***** ENTRIES SUPPLIED *****
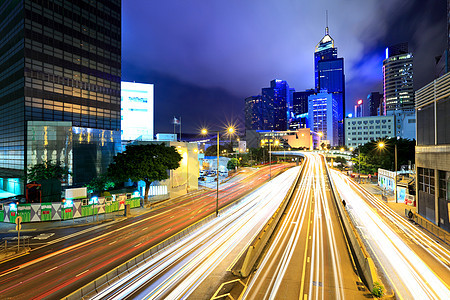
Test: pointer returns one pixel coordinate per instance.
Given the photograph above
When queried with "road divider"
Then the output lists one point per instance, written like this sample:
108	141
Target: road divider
364	263
246	262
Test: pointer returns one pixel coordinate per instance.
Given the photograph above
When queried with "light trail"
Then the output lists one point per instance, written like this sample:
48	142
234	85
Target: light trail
176	271
309	219
410	276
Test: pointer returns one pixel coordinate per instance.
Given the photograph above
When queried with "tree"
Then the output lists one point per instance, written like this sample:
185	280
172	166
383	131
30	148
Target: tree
232	164
144	162
212	150
100	184
47	170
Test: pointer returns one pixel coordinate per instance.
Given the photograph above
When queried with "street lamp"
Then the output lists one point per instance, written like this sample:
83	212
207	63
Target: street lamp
320	137
381	145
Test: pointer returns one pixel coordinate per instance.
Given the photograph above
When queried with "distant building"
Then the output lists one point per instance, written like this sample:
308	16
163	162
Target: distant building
137	111
433	151
60	86
299	112
257	113
375	101
277	99
398	78
360	131
329	76
323	116
359	109
302	138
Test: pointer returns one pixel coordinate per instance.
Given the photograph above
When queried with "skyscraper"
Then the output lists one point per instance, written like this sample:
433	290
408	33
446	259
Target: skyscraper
323	116
277	99
398	79
299	113
256	113
375	103
329	75
60	85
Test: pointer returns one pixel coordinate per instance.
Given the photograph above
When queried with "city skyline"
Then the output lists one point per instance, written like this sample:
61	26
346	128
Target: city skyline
206	59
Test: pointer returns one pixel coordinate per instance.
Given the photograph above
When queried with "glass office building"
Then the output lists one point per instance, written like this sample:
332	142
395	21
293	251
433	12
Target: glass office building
398	79
329	75
59	85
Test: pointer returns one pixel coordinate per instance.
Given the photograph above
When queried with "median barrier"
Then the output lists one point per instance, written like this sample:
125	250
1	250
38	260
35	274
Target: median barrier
364	262
246	263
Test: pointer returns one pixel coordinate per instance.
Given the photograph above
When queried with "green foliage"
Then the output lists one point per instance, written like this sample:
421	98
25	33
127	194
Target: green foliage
100	184
47	170
212	150
378	289
232	164
144	162
372	157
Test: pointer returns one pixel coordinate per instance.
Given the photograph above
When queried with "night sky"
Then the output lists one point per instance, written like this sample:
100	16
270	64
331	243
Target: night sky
206	56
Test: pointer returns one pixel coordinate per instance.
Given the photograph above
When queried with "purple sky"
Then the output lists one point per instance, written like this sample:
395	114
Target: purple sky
206	56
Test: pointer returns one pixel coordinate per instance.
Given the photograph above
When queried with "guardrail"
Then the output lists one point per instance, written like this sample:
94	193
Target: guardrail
106	279
364	262
246	262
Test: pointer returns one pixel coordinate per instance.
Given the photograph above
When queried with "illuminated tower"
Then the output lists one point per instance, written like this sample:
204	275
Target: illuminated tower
329	76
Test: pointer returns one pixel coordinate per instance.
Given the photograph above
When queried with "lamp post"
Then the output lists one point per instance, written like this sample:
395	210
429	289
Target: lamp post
381	146
204	132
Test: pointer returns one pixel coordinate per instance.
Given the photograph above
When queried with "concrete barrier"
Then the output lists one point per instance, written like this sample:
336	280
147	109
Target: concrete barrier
246	263
364	262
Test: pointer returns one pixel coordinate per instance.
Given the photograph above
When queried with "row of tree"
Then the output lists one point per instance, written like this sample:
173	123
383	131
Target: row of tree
138	162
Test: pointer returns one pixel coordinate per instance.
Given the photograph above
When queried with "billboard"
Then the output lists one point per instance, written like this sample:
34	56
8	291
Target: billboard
136	111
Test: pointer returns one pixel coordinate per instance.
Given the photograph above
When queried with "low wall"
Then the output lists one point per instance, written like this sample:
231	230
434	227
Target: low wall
364	262
54	211
246	262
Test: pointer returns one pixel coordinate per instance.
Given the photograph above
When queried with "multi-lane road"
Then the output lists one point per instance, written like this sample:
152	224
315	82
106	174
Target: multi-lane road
308	257
56	269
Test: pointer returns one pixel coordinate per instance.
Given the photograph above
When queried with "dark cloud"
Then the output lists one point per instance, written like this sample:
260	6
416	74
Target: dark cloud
205	57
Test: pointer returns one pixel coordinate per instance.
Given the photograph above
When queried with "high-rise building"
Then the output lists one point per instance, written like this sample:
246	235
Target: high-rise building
59	85
359	109
257	113
299	113
323	116
329	75
277	98
433	151
375	101
136	111
398	79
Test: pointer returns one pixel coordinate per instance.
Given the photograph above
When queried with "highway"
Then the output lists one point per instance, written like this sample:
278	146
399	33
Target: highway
175	272
56	269
308	257
415	265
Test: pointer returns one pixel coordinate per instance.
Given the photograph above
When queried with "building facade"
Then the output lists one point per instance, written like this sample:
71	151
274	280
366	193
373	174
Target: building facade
61	68
375	101
277	98
323	116
398	79
329	76
299	112
256	113
137	111
433	151
360	131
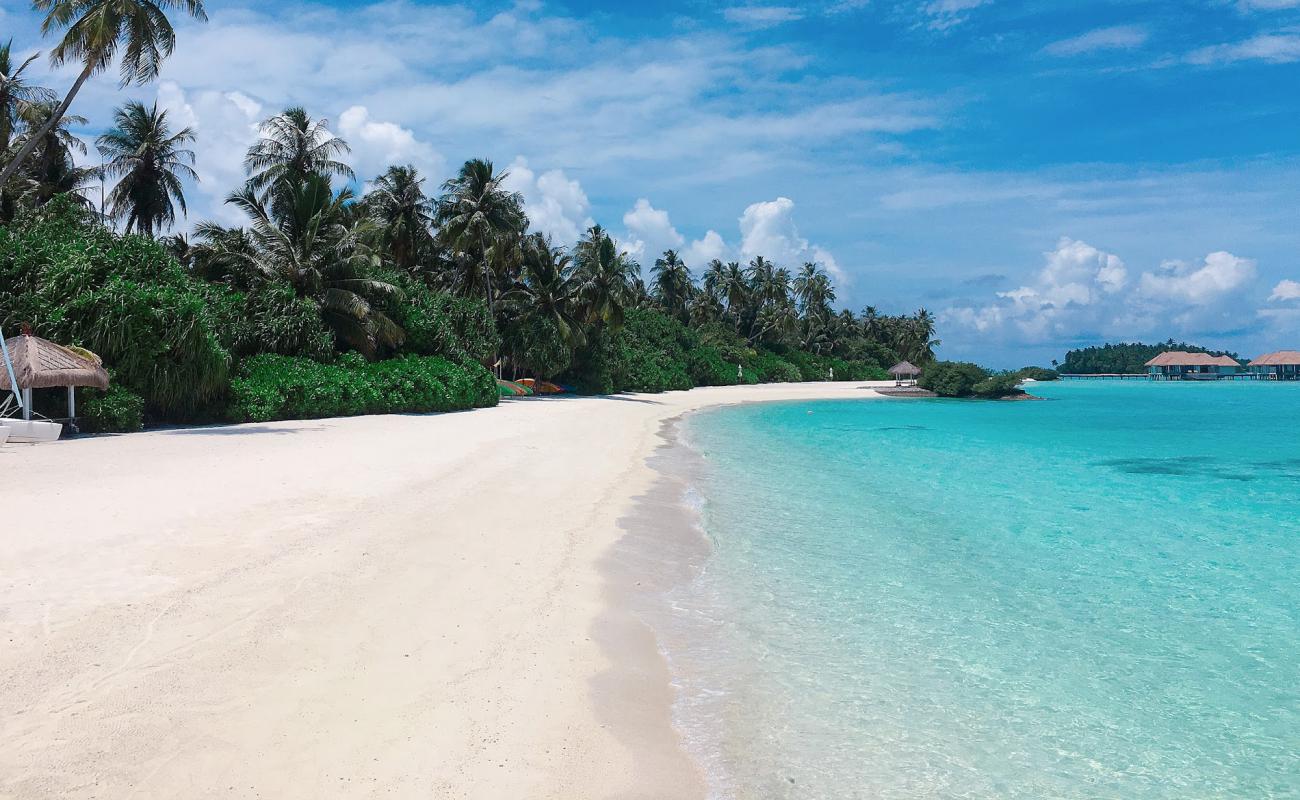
*****
Count the lines in the items above that contain the string "road", and reply with only that number.

▸ **ANSWER IN FULL**
4